# SOURCE RECORDS
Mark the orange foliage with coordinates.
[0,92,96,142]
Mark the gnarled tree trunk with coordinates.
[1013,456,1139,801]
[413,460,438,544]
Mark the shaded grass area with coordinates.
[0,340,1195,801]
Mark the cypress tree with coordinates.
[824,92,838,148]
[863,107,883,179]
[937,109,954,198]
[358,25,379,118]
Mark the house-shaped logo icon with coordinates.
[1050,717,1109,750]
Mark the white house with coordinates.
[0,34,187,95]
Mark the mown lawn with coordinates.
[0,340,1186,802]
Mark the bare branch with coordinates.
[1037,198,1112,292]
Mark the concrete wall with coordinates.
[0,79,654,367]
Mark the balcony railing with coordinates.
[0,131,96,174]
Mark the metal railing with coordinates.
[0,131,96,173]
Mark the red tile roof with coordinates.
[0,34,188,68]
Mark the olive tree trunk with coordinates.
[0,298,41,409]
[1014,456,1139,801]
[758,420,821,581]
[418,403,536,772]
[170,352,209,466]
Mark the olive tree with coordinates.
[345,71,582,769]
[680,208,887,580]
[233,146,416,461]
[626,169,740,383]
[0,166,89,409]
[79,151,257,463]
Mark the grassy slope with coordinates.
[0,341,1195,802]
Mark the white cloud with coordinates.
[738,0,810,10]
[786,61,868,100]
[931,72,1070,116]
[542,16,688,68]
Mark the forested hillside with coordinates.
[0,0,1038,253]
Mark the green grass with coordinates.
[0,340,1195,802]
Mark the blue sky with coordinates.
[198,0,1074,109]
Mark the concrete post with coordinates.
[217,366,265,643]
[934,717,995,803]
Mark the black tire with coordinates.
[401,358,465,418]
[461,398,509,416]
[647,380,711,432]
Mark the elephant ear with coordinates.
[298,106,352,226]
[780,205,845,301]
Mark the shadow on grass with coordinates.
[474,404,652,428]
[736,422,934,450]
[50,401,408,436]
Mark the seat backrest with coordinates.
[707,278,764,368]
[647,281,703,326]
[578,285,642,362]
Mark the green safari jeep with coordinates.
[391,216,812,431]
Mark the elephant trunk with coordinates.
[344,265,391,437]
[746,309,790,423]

# THE TASK
Reproduce all of the data above line for line, with no changes.

# SOLUTION TO THE PROBLEM
Mark the orange foliage with coordinates.
[0,92,96,142]
Mark the gnarled tree trunk with coordinates.
[1013,456,1139,801]
[413,460,438,544]
Mark the shaded grass area with coordinates.
[0,340,1195,801]
Mark the cypress tree with coordinates.
[824,92,838,148]
[863,107,883,179]
[937,109,954,198]
[358,25,379,118]
Mark the house-shaped logo icon with coordinates.
[1050,717,1109,750]
Mark the white house with coordinates.
[0,34,187,95]
Mark the mown lawn with coordinates.
[0,340,1186,802]
Mark the bare branch with coordinates.
[1037,198,1112,292]
Mark the concrete wall with coordinates.
[0,79,654,367]
Mark the balcony railing with coordinates.
[0,131,96,174]
Mark the metal railing with coordinates.
[0,131,96,173]
Mark the red tile roof with coordinates.
[0,34,188,68]
Mark the olive tree trunk with coordinates.
[0,298,41,409]
[1014,456,1139,801]
[758,420,821,581]
[418,403,536,772]
[170,352,209,466]
Mark the olive tree with coordinates.
[345,71,582,769]
[680,208,887,580]
[233,146,416,461]
[626,169,740,383]
[0,166,89,409]
[79,151,257,463]
Mark the grassy slope with coordinates.
[0,341,1195,802]
Mark the white cloud with coordinates.
[738,0,810,10]
[786,61,868,100]
[931,72,1070,116]
[542,16,688,68]
Mark the forested hillside with coordinates.
[0,0,1038,253]
Mark the green grass with coordinates.
[0,340,1195,802]
Mark the blue sky with coordinates.
[198,0,1074,109]
Mark the concrete post with coordinates.
[217,366,265,643]
[934,717,995,803]
Mark the black tire with coordinates.
[401,358,465,418]
[461,398,509,416]
[647,380,711,432]
Mark the elephant ear with coordinates.
[298,106,352,226]
[780,205,845,301]
Mark the shadow on grass with coordinates.
[474,404,652,428]
[736,422,934,450]
[50,401,408,436]
Mark the seat backrest with coordinates.
[707,278,764,368]
[647,281,703,326]
[578,285,642,362]
Mark the green safari jeep with coordinates.
[391,216,812,431]
Mark the elephant trunk with coordinates.
[344,265,391,437]
[746,309,790,423]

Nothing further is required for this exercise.